■ Your goal
Transcribe the entire listing exactly as it appears.

■ Data listing
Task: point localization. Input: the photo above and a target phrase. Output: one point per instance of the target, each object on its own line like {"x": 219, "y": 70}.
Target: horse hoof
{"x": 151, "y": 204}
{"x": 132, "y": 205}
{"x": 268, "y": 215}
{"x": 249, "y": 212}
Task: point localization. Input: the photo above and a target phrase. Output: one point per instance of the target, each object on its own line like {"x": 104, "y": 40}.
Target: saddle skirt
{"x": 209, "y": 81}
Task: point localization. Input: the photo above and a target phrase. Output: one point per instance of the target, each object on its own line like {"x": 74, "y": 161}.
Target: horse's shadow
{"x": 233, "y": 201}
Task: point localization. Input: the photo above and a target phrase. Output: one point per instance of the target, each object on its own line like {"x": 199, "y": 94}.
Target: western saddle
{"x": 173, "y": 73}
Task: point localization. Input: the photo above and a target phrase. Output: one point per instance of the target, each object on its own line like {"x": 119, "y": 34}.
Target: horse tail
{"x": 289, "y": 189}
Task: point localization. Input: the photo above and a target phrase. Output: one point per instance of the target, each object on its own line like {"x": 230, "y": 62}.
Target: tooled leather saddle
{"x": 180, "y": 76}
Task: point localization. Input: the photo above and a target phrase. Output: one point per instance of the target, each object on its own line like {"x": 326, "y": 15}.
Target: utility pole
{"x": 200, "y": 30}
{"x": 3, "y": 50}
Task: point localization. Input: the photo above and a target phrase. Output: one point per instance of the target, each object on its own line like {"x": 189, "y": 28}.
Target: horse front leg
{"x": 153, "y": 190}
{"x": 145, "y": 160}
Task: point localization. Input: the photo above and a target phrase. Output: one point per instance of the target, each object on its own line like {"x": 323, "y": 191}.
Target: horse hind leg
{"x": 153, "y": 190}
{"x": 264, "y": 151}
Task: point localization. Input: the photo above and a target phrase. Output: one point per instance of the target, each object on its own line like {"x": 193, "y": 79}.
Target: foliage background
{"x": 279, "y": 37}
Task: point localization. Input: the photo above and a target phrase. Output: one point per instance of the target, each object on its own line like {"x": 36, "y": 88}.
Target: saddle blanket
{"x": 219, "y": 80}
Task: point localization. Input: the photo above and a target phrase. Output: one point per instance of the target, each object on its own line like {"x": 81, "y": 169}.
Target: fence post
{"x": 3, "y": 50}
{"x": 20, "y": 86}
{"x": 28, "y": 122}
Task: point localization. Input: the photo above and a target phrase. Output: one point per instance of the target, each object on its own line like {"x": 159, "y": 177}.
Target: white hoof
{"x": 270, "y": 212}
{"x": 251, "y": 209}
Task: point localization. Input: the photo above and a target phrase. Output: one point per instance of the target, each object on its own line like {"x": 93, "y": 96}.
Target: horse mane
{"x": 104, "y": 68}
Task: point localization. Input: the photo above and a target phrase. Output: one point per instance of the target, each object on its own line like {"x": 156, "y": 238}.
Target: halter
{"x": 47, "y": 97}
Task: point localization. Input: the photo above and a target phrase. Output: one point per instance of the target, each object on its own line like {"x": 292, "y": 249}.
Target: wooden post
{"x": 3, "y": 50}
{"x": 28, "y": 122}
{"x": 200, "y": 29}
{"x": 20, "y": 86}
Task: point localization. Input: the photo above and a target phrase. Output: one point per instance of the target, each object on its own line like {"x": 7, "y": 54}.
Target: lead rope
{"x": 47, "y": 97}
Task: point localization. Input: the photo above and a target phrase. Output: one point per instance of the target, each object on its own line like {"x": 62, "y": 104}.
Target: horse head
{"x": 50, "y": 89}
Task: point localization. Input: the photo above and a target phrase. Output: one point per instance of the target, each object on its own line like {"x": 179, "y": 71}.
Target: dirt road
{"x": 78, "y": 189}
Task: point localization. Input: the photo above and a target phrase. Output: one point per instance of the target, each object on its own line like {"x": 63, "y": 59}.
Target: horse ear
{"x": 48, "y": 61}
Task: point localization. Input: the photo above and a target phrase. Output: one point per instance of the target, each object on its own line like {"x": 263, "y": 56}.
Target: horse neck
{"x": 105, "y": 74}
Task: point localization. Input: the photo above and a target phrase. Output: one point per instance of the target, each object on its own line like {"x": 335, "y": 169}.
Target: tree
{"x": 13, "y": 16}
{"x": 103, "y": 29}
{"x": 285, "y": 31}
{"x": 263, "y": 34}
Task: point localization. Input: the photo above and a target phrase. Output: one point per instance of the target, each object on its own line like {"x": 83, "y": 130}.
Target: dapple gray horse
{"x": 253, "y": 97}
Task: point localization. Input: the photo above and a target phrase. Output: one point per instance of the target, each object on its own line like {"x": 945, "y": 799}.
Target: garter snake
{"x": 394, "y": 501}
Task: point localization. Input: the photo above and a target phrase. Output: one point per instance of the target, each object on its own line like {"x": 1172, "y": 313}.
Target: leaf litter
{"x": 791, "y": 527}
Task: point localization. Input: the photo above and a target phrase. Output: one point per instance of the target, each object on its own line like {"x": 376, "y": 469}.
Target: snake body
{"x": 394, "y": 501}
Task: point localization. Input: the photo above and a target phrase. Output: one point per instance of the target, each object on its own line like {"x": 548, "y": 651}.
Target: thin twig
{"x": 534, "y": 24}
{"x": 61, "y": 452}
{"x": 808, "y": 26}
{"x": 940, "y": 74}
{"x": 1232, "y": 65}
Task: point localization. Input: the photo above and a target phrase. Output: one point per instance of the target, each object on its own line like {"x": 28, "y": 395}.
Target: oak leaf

■ Solution for this task
Task: point localization. Input: the photo above and a target phrase. Output: one point per instance of the target, each object on its own line like {"x": 219, "y": 70}.
Target: horse hoof
{"x": 151, "y": 204}
{"x": 132, "y": 205}
{"x": 268, "y": 215}
{"x": 249, "y": 212}
Task: point localization. Input: the photo above and a target phrase. Output: one point per instance of the target, each object on its own line like {"x": 104, "y": 40}.
Target: saddle skirt
{"x": 209, "y": 81}
Task: point localization. Input: the photo above and a target phrase. Output: one point per instance of the target, each object on its own line like {"x": 74, "y": 161}.
Target: horse's shadow
{"x": 233, "y": 201}
Task: point localization. Input: the photo above and a target phrase. Output: one point per instance of the target, each object on its own line like {"x": 199, "y": 94}.
Target: western saddle
{"x": 173, "y": 73}
Task: point localization. Input: the photo above and a target phrase. Output: one point per instance of the target, each object on its own line like {"x": 119, "y": 34}.
Target: horse tail
{"x": 289, "y": 189}
Task: point localization. Input: the photo above and a target phrase. Output: one point per instance of the target, each object on its own line like {"x": 230, "y": 62}.
Target: tooled leather saddle
{"x": 180, "y": 76}
Task: point localization. Input: the photo above and a target phrase. Output: one point per instance of the target, each object on its own line like {"x": 326, "y": 15}.
Target: utility pole
{"x": 200, "y": 30}
{"x": 3, "y": 50}
Task: point localization. Input: the photo above and a target phrase. Output: one point per instance of the target, each object on its own line like {"x": 189, "y": 28}.
Target: horse front leg
{"x": 153, "y": 190}
{"x": 145, "y": 160}
Task: point localization. Input: the photo above and a target phrase. Output: one point per instance of the target, each object on its own line like {"x": 323, "y": 191}.
Target: horse hind leg
{"x": 153, "y": 190}
{"x": 264, "y": 151}
Task: point localization. Input: the photo above and a target phrase. Output: one point per instance of the target, each object on its own line like {"x": 193, "y": 79}.
Target: foliage background
{"x": 279, "y": 37}
Task: point localization. Input: the photo above and a target phrase. Output: one point per instance of the target, each object on its own line like {"x": 36, "y": 88}.
Target: saddle blanket
{"x": 219, "y": 80}
Task: point localization. Input: the photo above and a target phrase. Output: one point per instance of the target, each object on its own line like {"x": 81, "y": 169}.
Target: fence post
{"x": 3, "y": 50}
{"x": 20, "y": 86}
{"x": 28, "y": 122}
Task: point localization. Input: the photo above and a target phrase. Output: one point per instance of the target, each object on its own line like {"x": 159, "y": 177}.
Target: white hoof
{"x": 270, "y": 212}
{"x": 251, "y": 209}
Task: point localization. Input: the photo above and a target phrase. Output: one point per instance of the target, each object on its own line like {"x": 93, "y": 96}.
Target: horse mane
{"x": 104, "y": 68}
Task: point localization. Input: the photo above and a target phrase. Output: one point per instance of the target, each object on its own line like {"x": 156, "y": 238}.
Target: halter
{"x": 47, "y": 97}
Task: point localization. Input: the photo above and a target phrase. Output: one point per instance of the target, each object on its own line like {"x": 292, "y": 249}.
Target: wooden post
{"x": 3, "y": 50}
{"x": 28, "y": 122}
{"x": 200, "y": 29}
{"x": 20, "y": 86}
Task: point localization. Input: the photo above and a target phrase. Output: one point per instance of the target, each object on its own line like {"x": 7, "y": 54}.
Target: lead rope
{"x": 47, "y": 97}
Task: point localization. Input: the photo above and a target phrase. Output: one point per instance of the target, each object on its own line like {"x": 62, "y": 104}.
Target: horse head
{"x": 50, "y": 89}
Task: point localization. Input: the photo above and a target phrase. Output: one point per instance of the target, each object on its own line like {"x": 179, "y": 71}.
Target: dirt road
{"x": 78, "y": 189}
Task: point localization. Input: the photo above and a target phrase. Output: one point per instance of the target, each object on its own line like {"x": 63, "y": 59}.
Target: horse ear
{"x": 48, "y": 61}
Task: point localization. Input: the photo above and a target phrase. Output: one point per instance of the target, each object on its own line like {"x": 263, "y": 56}.
Target: horse neck
{"x": 105, "y": 74}
Task: point localization. Input: the photo above and a target phrase. Output: one point per instance of the target, each object on its own line like {"x": 335, "y": 169}.
Target: tree
{"x": 13, "y": 16}
{"x": 103, "y": 29}
{"x": 285, "y": 31}
{"x": 263, "y": 34}
Task: point localization. Input: the photo above and a target phrase. Output: one point per instance of the target, each object on its own line like {"x": 83, "y": 130}.
Target: dapple gray horse
{"x": 253, "y": 97}
Task: point localization. Input: the photo above and a target phrase. Output: one point per instance of the target, each object on its own line like {"x": 945, "y": 799}.
Target: garter snake
{"x": 394, "y": 501}
Task: point localization. Input: the photo above and a target phrase. Output: one point per instance of the target, each object on its own line like {"x": 1172, "y": 313}.
Target: leaf litter
{"x": 791, "y": 527}
Task: point localization. Input: the photo above and a target phrase. Output: one point per instance of the target, each object on its own line like {"x": 376, "y": 469}.
Target: snake body
{"x": 394, "y": 501}
Task: point localization. Input: the photo above and a target phrase. Output: one point per instance of the target, each object on its own line like {"x": 548, "y": 651}.
Target: thin twig
{"x": 534, "y": 24}
{"x": 61, "y": 452}
{"x": 808, "y": 26}
{"x": 940, "y": 74}
{"x": 1232, "y": 65}
Task: point localization. Input: the photo above and a target phrase. Output: one point per instance of the target, each object on its own line like {"x": 28, "y": 395}.
Target: oak leaf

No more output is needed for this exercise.